I have been carefully watching what is going on in our country, since the virus epidemic started. Governors that refused to shut down beaches because of the economic drain it would cause if they lost the Spring Breakers. The Spring Breakers that refused to stop partying and ignored physically distancing guidelines. People that seemed to believe that none of this applied to them, just because their state, for a moment didn’t have a lot of cases. States, that even when beseeched by the federal government to issue “stay at home” edicts, refused to do so. People refusing to stay home and still out shopping and socializing as if there was no risk at all.
Americans cannot help themselves – they eat until obesity takes their health. They shop and run up credit card debt until they can’t pay, and then file for debt relief. They refuse to buy health insurance, saying they cannot afford it, yet they are driving a new car. They say that they can’t afford to save for retirement, and they act like it is not their fault that they have no savings when they are not able to continue working. There are those that work just long enough until they qualify for social security disability, then work for cash and don’t report it as income.
We have become a nation lacking in self discipline. Now that we have a crisis, it is quite apparent that we can’t discipline ourselves even for our own good, and certainly not the good of others. The economy is temporarily broken and people are out of work, wondering how they will meet the bills, as if they have never heard of having an emergency account. Small businesses are going under, because they can’t open and are undercapitalized to survive. People have never learned to cook, so they are depending on delivery services and drive thru fast food to survive.

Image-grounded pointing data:
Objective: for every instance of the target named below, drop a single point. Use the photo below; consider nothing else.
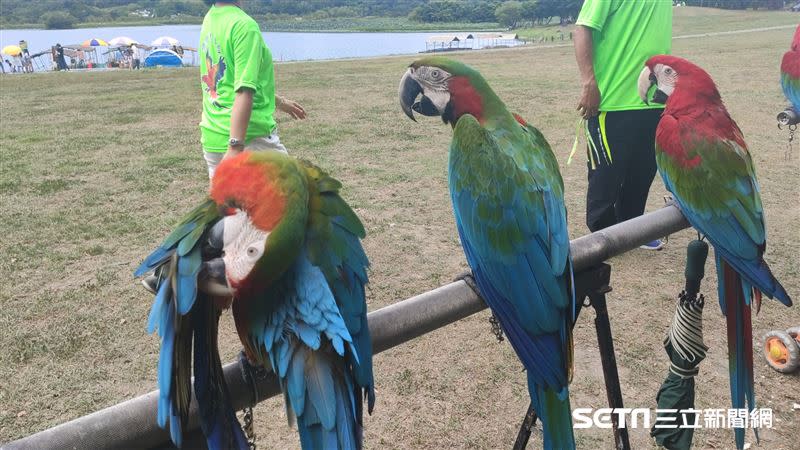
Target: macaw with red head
(790, 72)
(704, 161)
(276, 231)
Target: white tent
(122, 41)
(165, 41)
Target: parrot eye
(252, 251)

> PROBLEM TO WORK ON
Carry on the essay about Americans' lack of self-discipline during the virus epidemic, starting after its last sentence. The rows have nothing to do with what comes next.

> TASK RESULT
Generations before us had self discipline because there wasn’t any choice. There were no credit cards, so they had to wait to buy something until they could afford it. They saved their money, instead of frivolously spending it on things they didn’t really need. They learned to make do. They didn’t have to go to the gym, because they worked out keeping their lives going. Back in my grandparents day, they didn’t have social security disability, so if you got hurt doing what you used to do, you found something else to do so you could earn money. People prided themselves on self sufficiency, because to accept help was shameful. You did not want to be charity case.
We are no longer a nation of self disciplined individuals and the younger we are, the less self disciplined we are. We have grown up in a time of abundance. The adults in our lives have provided us with everything we wanted, as soon as we wanted it. We value our wants, over our needs. We value our personal needs over the needs of others. We value quantity over quality. We no longer care how we will be judged by others, because we are taught that the only opinion that matters is our own.
So we come to the virus, and we should be surprised by the attitudes of many that seem to believe this illness has nothing to do with us. If we are asked to stay home, we do so if it suits us, no matter the consequences. We may or may not physical distance ourselves, we may or not may not wear masks if we are asked. We will self-justify our behaviors because at the end of they day, no matter what we say, we believe that what we want is all that matters.
Some of us hope that this virus will serve as a wake up call for our self serving attitudes. We hope that it will make us wake up to personal responsibility and stop thinking that someone else will take care of the problem, with only minor inconvenience to us. Make us realize that throwing money at a problem isn’t the only possible solution. We hope these things, but I don’t believe it will happen. Once the crisis is over, we will continue to lack self discipline. We are utterly incapable of showing the same strength of character that previous generations have shown in times of crisis. And that should be the wake up call we all heed and regain our self discipline.